▶ **Coordinate annotation entries**:
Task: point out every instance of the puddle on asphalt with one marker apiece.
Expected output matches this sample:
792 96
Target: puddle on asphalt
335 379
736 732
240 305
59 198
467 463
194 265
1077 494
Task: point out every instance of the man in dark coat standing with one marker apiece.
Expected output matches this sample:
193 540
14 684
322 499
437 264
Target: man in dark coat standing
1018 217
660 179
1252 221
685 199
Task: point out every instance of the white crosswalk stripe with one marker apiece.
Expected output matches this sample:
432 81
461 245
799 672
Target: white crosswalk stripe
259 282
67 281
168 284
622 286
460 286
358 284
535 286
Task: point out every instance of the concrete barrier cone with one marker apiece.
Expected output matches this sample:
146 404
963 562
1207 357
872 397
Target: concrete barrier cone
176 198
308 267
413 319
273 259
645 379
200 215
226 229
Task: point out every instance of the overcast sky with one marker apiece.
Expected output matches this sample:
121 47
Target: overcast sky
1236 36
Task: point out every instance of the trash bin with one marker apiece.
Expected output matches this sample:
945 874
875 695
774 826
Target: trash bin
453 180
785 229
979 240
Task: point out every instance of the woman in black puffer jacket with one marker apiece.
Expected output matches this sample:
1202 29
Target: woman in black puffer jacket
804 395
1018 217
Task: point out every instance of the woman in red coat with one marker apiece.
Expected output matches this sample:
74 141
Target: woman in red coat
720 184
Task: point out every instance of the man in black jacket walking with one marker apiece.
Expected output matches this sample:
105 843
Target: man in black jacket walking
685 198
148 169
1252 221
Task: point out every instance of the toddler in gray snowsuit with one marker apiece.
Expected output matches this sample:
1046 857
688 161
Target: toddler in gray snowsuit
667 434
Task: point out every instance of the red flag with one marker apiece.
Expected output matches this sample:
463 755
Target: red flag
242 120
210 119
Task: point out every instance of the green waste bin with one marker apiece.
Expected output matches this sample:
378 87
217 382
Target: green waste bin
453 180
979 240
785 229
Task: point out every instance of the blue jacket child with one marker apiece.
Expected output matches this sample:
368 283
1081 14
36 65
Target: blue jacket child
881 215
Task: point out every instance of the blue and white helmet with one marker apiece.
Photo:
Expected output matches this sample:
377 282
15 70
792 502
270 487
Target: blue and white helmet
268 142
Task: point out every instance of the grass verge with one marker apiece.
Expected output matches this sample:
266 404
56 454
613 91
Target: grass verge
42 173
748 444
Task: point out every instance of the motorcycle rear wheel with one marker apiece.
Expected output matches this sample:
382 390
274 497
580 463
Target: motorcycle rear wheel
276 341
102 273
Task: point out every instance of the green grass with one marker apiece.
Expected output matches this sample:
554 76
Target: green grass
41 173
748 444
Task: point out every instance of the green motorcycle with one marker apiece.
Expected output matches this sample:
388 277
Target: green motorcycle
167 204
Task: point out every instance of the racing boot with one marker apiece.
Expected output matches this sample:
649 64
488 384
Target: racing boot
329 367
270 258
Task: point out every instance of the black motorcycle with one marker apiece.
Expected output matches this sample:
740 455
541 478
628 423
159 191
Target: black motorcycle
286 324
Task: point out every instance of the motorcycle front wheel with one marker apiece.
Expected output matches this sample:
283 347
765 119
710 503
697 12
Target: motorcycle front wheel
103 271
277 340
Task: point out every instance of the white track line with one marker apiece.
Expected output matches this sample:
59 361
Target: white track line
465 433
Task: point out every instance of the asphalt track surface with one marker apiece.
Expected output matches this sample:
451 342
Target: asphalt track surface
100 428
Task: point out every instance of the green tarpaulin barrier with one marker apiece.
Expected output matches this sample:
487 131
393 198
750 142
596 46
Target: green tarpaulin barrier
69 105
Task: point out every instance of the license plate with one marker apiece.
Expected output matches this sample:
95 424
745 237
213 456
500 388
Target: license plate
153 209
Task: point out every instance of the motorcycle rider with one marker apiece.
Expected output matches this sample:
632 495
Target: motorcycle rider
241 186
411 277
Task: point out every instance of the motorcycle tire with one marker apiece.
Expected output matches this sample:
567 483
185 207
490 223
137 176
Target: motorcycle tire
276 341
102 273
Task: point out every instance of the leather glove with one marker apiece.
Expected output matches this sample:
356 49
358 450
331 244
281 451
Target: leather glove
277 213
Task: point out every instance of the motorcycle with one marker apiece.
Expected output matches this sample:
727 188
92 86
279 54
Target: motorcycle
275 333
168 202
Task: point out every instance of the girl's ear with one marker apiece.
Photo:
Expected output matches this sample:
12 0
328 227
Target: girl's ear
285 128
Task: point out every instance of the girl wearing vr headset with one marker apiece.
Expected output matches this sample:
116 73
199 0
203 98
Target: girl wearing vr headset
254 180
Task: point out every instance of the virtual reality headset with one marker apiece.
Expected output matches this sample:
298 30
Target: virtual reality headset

▶ **Task description**: Revise the records from the line with "Task: point out every instance of the motorcycle with" through the end of the records, changing "motorcycle" to "scooter" and leaving everything else as it is.

▶ **Solution**:
Task: point out every instance of the scooter with one marker apiece.
Expected output matches this sample:
727 188
92 86
279 54
Target: scooter
275 333
168 202
Task: point out every instance of the girl's ear with one marker apiece.
Photo:
Expected output matches this sample:
12 0
328 227
Target: girl's ear
285 128
Task: point out every instance of the girl wearing vr headset with one marker apiece.
Expected output matches this sample:
116 73
199 0
203 98
Target: girl wearing vr headset
254 180
Task: point out every instance of the virtual reality headset with one marker apiece.
Expected output matches this sample:
298 30
Target: virtual reality headset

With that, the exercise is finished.